Each record is to be given again precisely as written.

* * * * *

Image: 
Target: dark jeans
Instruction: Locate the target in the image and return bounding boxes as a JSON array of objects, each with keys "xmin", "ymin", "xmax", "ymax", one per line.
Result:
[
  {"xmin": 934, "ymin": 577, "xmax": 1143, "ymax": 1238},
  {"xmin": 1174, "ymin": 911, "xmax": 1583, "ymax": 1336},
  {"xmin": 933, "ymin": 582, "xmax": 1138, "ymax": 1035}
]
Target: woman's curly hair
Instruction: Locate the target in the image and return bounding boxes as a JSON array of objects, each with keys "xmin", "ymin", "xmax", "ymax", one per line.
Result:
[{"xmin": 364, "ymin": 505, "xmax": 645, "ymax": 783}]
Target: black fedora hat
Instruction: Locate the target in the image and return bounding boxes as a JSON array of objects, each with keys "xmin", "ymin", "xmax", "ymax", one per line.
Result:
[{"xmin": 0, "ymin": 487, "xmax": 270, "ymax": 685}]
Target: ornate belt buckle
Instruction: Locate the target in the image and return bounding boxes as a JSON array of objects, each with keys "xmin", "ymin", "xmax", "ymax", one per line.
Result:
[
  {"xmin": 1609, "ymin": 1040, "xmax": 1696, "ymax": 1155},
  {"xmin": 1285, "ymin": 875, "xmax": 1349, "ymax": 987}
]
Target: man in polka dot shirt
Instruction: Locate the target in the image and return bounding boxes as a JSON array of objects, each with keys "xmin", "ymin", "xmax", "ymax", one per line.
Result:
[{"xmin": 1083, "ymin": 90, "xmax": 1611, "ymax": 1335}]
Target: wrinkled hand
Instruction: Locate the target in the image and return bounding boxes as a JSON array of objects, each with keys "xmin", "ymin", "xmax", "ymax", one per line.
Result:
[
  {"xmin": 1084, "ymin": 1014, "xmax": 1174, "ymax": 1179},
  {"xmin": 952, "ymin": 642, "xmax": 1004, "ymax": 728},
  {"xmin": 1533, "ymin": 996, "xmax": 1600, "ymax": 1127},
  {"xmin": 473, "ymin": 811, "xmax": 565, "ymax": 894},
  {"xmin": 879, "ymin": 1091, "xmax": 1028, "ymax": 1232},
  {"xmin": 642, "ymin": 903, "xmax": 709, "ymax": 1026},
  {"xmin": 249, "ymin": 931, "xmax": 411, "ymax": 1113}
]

* * * * *

◆ YOUR SOLUTION
Image: 
Target: dark jeans
Instruction: Locate the target in the image and return bounding boxes as a JSON array of objects, each with keys "xmin", "ymin", "xmax", "ymax", one per line.
Result:
[
  {"xmin": 934, "ymin": 577, "xmax": 1143, "ymax": 1238},
  {"xmin": 1174, "ymin": 911, "xmax": 1583, "ymax": 1336},
  {"xmin": 933, "ymin": 582, "xmax": 1138, "ymax": 1035}
]
Target: woman's curly hair
Instruction: Locate the target in the image and return bounding boxes as a JSON array of objects, each with keys "xmin", "ymin", "xmax", "ymax", one per line.
Result:
[{"xmin": 364, "ymin": 505, "xmax": 645, "ymax": 783}]
Target: black fedora hat
Instruction: Locate the target in the image and return bounding boxes as a JSON array of objects, each with keys "xmin", "ymin", "xmax", "ymax", one per line.
Result:
[{"xmin": 0, "ymin": 487, "xmax": 270, "ymax": 685}]
Target: ornate belt buckle
Instruction: Locate the target in the image and return bounding boxes as a JSON array of objects, each with keys "xmin", "ymin", "xmax", "ymax", one per line.
Result:
[
  {"xmin": 1609, "ymin": 1040, "xmax": 1696, "ymax": 1155},
  {"xmin": 1285, "ymin": 875, "xmax": 1349, "ymax": 987}
]
Target: man in polka dot shirt
Instruction: Locate the target in the image and return bounding boxes as a JSON array of objects, each with keys "xmin", "ymin", "xmax", "ymax", one per line.
Result:
[{"xmin": 1083, "ymin": 90, "xmax": 1611, "ymax": 1335}]
Target: wrinkled hand
Instruction: Locate the target in the image and return bounding boxes as a JSON array of objects, each with keys "xmin", "ymin", "xmax", "ymax", one per line.
Result:
[
  {"xmin": 1084, "ymin": 1014, "xmax": 1174, "ymax": 1179},
  {"xmin": 952, "ymin": 642, "xmax": 1004, "ymax": 728},
  {"xmin": 1533, "ymin": 996, "xmax": 1600, "ymax": 1127},
  {"xmin": 473, "ymin": 811, "xmax": 565, "ymax": 894},
  {"xmin": 879, "ymin": 1091, "xmax": 1028, "ymax": 1232},
  {"xmin": 642, "ymin": 903, "xmax": 709, "ymax": 1026},
  {"xmin": 249, "ymin": 931, "xmax": 411, "ymax": 1113}
]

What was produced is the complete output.